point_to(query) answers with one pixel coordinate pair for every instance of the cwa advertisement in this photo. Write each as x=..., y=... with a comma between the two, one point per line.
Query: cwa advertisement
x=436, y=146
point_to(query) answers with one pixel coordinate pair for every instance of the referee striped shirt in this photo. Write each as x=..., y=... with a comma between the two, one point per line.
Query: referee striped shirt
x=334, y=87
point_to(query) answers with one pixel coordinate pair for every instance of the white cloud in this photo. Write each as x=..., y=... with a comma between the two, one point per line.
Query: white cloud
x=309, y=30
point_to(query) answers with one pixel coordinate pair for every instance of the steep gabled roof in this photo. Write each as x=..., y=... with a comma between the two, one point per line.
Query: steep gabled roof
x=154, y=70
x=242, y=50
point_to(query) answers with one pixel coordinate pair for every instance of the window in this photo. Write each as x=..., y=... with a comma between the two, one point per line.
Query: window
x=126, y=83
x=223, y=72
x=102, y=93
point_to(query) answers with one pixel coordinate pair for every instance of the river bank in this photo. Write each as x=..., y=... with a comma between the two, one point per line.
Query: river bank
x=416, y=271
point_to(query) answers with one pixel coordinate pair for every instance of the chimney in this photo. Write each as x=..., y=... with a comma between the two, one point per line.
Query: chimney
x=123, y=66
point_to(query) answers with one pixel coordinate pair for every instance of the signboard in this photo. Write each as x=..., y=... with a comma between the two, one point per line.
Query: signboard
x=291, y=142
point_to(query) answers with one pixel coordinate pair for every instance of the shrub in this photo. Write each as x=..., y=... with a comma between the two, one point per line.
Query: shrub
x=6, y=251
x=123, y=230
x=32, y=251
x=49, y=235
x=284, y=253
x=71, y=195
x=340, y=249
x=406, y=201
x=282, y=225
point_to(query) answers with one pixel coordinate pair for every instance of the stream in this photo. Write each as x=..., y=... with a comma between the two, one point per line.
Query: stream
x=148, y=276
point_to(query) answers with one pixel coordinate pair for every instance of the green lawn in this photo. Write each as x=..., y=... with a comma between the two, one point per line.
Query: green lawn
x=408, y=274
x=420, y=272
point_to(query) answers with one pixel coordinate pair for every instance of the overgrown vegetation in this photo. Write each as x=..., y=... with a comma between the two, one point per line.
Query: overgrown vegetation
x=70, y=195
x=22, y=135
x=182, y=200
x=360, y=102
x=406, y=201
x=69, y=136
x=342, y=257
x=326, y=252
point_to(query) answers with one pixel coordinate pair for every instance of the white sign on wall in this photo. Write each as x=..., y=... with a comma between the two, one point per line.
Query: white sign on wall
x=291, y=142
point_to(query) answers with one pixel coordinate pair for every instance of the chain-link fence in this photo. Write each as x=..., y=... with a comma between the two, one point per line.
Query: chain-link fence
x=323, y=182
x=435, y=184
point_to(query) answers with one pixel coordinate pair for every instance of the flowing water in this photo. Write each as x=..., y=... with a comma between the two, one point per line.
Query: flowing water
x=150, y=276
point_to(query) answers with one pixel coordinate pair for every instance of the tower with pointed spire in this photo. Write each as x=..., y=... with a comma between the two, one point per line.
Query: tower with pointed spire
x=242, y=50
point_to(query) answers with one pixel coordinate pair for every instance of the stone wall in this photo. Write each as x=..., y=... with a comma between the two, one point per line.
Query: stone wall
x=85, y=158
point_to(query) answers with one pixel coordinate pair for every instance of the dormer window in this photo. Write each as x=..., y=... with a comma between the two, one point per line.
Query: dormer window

===

Please copy, without any change, the lines of the material from the first through the one containing "of the window". Write nothing else.

point_to(query) answers with one pixel coordinate pair for every instance of the cwa advertisement in this photo. Write each as x=..., y=... with a comma between the two, one point per line.
Query: cwa advertisement
x=436, y=146
point_to(query) answers with one pixel coordinate pair for every instance of the referee striped shirt in this photo. Write each as x=..., y=... with a comma between the two, one point per line.
Query: referee striped shirt
x=334, y=87
point_to(query) answers with one pixel coordinate pair for every instance of the white cloud in this photo. Write each as x=..., y=... with a comma between the two, one point per line.
Query: white cloud
x=309, y=30
point_to(query) answers with one pixel coordinate pair for every instance of the steep gabled roof in this photo. Write each as x=..., y=... with a comma between the two, one point per line.
Query: steep gabled roof
x=154, y=70
x=242, y=50
point_to(query) answers with one pixel coordinate pair for every instance of the window in this photo. Write each as x=..., y=... with a comma between the two, one point per line.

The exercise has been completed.